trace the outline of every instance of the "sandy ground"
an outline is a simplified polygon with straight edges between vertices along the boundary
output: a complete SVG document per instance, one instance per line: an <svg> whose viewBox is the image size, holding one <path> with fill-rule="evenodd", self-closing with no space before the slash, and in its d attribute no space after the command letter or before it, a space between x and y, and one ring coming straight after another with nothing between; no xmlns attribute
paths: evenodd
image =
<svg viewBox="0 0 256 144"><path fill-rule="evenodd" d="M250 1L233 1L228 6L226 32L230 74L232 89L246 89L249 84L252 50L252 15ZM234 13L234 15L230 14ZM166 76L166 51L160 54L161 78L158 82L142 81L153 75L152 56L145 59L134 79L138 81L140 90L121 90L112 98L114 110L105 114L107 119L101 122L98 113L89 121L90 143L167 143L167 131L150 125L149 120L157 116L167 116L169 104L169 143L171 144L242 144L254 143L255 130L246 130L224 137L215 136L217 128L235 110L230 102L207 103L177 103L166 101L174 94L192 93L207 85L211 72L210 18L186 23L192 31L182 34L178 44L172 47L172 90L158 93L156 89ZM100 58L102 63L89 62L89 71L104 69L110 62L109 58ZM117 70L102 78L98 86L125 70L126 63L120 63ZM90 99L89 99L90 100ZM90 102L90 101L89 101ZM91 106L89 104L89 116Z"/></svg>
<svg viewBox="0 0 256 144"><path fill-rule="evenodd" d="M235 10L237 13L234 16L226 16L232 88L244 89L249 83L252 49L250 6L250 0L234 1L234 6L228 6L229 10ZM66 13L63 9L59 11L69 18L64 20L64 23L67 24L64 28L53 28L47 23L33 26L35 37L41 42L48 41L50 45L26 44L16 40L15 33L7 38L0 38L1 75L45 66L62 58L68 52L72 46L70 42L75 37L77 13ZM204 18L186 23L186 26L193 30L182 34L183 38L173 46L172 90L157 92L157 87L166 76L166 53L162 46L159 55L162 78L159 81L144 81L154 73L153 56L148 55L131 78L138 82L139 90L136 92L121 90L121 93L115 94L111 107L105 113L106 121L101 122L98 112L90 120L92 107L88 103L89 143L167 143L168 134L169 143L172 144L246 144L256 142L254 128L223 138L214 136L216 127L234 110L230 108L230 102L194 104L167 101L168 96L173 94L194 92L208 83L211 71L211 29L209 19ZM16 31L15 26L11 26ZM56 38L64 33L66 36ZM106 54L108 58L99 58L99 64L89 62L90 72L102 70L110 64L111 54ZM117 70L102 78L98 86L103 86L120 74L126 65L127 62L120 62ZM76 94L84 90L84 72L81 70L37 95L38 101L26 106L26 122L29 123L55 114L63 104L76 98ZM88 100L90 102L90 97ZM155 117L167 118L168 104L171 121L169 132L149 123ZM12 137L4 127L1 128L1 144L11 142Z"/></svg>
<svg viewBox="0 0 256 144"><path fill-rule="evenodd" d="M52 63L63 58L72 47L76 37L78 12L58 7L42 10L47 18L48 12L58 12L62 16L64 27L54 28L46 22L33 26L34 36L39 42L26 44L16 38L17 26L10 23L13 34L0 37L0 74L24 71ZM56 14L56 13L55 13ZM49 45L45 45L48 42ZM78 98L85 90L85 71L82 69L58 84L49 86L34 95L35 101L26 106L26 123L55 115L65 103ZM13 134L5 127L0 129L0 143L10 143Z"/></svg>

□ □ □ □ □ □ □

| GIVEN PROBLEM |
Arrange the items as a Markdown table with the columns Row and Line, starting with the first line of the items and going on through the line with "an outline is". Leave out any blank lines.

| SOLUTION TO THIS TASK |
| Row | Line |
|---|---|
| 1 | trace the outline of every instance of the "sandy ground" |
| 2 | an outline is a simplified polygon with straight edges between vertices along the boundary |